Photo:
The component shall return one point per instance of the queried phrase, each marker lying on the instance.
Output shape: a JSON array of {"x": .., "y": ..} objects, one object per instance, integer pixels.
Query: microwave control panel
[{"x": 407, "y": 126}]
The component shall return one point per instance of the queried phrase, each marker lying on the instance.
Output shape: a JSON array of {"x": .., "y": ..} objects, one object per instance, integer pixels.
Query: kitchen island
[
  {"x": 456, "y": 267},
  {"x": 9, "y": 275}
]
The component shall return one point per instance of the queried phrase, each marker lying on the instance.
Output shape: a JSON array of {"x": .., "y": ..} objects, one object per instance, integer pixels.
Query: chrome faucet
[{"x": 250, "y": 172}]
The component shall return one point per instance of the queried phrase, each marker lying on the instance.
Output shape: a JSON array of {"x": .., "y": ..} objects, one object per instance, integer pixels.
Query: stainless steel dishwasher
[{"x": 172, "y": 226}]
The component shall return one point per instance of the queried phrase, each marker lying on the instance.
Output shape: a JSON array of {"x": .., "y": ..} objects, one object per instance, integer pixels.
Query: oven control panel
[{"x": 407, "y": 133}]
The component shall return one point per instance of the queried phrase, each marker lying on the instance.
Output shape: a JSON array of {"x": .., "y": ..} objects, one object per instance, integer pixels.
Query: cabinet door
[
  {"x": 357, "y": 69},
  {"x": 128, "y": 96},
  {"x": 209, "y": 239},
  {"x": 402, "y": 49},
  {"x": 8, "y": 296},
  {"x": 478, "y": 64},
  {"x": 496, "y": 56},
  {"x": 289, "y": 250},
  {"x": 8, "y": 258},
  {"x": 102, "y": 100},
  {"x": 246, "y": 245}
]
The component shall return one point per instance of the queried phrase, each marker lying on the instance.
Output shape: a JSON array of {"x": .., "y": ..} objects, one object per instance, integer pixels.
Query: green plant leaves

────────

DIRECTIONS: Please list every line in the records above that contains the word "control".

RESULT:
Query: microwave control panel
Query: oven control panel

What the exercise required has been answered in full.